### Task brief:
Can you retype only the lines from the one with "Task — mark the man holding" through the final line of the material, exactly as given?

** Begin Provided material **

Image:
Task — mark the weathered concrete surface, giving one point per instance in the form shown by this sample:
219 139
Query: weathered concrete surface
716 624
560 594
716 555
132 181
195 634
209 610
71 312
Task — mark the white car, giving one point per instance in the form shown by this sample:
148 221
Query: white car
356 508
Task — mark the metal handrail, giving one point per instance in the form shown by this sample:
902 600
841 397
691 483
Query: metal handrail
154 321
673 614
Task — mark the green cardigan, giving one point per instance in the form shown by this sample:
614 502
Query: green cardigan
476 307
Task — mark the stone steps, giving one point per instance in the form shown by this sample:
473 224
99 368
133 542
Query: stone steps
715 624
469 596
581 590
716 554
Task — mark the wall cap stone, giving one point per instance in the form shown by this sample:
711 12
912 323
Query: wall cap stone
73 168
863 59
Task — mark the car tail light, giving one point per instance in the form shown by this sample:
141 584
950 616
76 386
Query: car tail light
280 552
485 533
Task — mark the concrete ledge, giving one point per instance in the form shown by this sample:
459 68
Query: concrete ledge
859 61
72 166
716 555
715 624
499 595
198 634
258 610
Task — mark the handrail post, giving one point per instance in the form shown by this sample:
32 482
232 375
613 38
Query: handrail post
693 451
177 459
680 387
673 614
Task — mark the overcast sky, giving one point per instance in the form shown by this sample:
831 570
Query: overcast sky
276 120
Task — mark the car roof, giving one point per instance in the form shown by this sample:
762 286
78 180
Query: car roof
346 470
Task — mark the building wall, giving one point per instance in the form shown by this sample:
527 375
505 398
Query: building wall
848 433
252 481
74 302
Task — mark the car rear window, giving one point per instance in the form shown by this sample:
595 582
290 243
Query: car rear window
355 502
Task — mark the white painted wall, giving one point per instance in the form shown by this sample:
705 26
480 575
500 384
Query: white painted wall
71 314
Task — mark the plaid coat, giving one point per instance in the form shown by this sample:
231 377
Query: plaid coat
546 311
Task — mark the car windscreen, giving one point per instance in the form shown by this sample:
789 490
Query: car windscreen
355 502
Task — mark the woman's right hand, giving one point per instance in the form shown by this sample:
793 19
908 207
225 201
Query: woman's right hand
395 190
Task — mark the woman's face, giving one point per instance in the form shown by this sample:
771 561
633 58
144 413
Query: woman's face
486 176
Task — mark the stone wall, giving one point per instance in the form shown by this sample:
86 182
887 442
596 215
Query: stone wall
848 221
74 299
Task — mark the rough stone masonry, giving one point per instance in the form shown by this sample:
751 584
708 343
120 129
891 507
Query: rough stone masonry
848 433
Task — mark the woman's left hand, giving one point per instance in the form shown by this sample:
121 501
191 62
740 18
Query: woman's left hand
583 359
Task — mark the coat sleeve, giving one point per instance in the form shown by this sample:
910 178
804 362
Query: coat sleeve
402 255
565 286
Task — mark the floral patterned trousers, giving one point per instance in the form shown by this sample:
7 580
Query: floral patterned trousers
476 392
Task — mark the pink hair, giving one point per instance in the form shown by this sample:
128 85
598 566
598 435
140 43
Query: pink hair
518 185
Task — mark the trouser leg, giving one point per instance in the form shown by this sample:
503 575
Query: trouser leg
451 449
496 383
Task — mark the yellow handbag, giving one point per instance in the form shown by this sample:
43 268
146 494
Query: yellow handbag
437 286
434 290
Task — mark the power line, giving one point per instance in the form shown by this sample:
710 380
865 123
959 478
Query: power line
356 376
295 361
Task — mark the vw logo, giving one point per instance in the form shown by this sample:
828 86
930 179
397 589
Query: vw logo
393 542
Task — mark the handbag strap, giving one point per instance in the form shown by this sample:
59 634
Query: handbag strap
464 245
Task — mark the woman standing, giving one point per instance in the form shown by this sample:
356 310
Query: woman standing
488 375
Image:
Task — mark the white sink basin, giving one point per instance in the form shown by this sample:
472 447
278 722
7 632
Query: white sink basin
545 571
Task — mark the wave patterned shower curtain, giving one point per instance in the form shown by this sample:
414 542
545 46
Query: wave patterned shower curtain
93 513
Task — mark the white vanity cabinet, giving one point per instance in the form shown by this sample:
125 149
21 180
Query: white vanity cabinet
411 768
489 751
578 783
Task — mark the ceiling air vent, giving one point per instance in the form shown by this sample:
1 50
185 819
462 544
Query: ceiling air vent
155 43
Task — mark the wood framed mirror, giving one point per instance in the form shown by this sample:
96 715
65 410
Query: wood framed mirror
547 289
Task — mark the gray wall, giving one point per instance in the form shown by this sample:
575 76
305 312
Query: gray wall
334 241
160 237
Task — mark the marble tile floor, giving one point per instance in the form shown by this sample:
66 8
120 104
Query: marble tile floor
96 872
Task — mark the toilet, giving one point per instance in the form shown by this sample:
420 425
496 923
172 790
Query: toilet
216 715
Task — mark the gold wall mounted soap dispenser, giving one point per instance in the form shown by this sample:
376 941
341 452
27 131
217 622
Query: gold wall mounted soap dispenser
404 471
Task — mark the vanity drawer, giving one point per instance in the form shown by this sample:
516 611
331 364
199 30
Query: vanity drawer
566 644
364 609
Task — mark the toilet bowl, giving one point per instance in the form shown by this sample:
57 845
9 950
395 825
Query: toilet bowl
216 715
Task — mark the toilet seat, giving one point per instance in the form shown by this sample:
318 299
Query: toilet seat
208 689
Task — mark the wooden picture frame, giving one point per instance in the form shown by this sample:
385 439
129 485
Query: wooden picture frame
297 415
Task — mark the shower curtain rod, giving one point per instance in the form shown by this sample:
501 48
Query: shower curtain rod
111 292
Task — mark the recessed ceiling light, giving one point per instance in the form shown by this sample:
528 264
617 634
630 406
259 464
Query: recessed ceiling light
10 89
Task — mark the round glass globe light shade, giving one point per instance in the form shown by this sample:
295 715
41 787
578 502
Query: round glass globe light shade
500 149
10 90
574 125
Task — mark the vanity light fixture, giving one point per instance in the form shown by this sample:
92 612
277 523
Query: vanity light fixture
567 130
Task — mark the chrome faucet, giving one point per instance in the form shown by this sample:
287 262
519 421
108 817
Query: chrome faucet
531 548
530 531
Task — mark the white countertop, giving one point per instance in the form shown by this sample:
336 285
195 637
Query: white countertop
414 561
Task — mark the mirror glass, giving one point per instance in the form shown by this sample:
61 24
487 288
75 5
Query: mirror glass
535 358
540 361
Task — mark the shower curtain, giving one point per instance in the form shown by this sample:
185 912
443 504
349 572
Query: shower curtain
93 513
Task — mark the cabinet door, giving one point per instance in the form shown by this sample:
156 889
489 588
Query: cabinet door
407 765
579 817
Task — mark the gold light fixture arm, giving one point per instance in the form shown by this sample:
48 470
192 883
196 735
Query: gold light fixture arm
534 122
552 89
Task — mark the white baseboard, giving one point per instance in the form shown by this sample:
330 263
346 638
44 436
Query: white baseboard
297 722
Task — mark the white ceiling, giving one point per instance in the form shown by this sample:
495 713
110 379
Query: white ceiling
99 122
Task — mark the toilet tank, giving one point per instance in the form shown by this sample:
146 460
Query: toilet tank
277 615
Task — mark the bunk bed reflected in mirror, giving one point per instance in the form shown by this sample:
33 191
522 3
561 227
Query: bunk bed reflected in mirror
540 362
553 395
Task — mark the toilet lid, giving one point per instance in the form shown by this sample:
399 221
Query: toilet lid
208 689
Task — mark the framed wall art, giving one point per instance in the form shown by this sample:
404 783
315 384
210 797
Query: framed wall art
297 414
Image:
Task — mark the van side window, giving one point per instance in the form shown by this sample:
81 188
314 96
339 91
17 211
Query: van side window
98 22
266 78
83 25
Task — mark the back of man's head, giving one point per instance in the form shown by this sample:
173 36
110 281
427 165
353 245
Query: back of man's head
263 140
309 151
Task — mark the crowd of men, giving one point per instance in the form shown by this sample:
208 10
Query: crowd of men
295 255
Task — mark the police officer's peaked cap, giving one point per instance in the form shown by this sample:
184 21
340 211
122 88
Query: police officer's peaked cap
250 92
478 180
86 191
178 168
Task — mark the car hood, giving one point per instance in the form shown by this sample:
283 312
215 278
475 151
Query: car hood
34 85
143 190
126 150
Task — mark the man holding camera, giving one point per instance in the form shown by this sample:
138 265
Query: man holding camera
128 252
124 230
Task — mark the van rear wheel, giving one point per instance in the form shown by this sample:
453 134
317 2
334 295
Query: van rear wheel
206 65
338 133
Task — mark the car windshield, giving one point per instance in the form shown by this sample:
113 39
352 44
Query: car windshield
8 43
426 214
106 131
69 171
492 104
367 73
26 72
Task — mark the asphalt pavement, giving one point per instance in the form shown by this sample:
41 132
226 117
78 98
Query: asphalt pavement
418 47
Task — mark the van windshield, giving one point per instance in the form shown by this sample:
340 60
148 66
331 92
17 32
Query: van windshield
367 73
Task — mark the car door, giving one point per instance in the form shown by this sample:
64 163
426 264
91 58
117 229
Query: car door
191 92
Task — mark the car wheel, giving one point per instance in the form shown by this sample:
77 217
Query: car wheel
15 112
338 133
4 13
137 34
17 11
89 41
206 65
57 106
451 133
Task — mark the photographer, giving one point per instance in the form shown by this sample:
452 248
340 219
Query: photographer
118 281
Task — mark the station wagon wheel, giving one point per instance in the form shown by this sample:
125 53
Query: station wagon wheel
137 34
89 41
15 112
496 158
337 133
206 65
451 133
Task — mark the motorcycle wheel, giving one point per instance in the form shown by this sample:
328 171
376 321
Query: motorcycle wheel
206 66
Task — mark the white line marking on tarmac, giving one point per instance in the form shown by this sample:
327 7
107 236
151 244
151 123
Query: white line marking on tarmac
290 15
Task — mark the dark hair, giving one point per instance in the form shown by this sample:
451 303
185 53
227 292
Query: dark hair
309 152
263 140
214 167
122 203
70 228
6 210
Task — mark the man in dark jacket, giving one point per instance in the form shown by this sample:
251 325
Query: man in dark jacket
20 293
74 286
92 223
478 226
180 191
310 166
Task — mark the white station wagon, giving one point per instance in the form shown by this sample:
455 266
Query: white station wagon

** End Provided material **

### Response:
Task — mark the man holding camera, giving one point per instance in the form shown by this sample:
138 265
Query: man holding camera
128 252
124 230
Task — mark the van rear wheel, giving one point per instance in the form shown by this sample:
453 134
317 2
334 295
Query: van rear wheel
206 65
338 133
Task — mark the car windshield, giving one point per instance in the form shown by this sample:
113 39
352 44
Query: car windshield
8 43
426 214
106 131
69 171
492 104
367 73
26 72
Task — mark the asphalt pavement, giving one point per instance in the form shown by this sample:
41 132
226 117
78 98
Query: asphalt pavement
418 47
Task — mark the van windshield, giving one point per instance in the form shown by this sample:
340 60
148 66
331 92
17 32
Query: van windshield
367 73
Task — mark the car door, giving one point per instance in the form shown by this sample:
64 163
426 264
91 58
117 229
Query: car door
191 92
Task — mark the car wheel, giving one point per instance in the form shown by this sample:
77 217
Query: car wheel
15 112
338 133
4 13
137 34
17 11
89 41
206 65
57 106
451 133
Task — mark the photographer, giving one point per instance in the form shown by this sample:
452 248
340 219
Query: photographer
118 281
Task — mark the station wagon wheel, giving one point per instance in the form shown by this sample:
125 53
Query: station wagon wheel
137 34
89 41
15 112
496 158
337 133
206 65
451 133
Task — mark the motorcycle wheel, giving one point per instance in the form shown by this sample:
328 171
376 321
Query: motorcycle wheel
206 66
Task — mark the white line marking on tarmac, giving one point per instance in the form shown by this sample:
327 7
107 236
151 244
151 123
Query: white line marking on tarmac
290 15
Task — mark the dark hair, giving one point per instance in the form shown by this sample:
451 303
185 53
227 292
Query: dark hair
309 152
263 140
214 167
122 203
70 228
6 210
Task — mark the man in dark jacket, giving one point per instance in the form shown by this sample:
251 325
Query: man in dark jacket
20 293
74 286
92 223
478 226
180 191
310 166
Task — mark the white station wagon, giving one point per instance in the form shown by this sample:
455 266
Query: white station wagon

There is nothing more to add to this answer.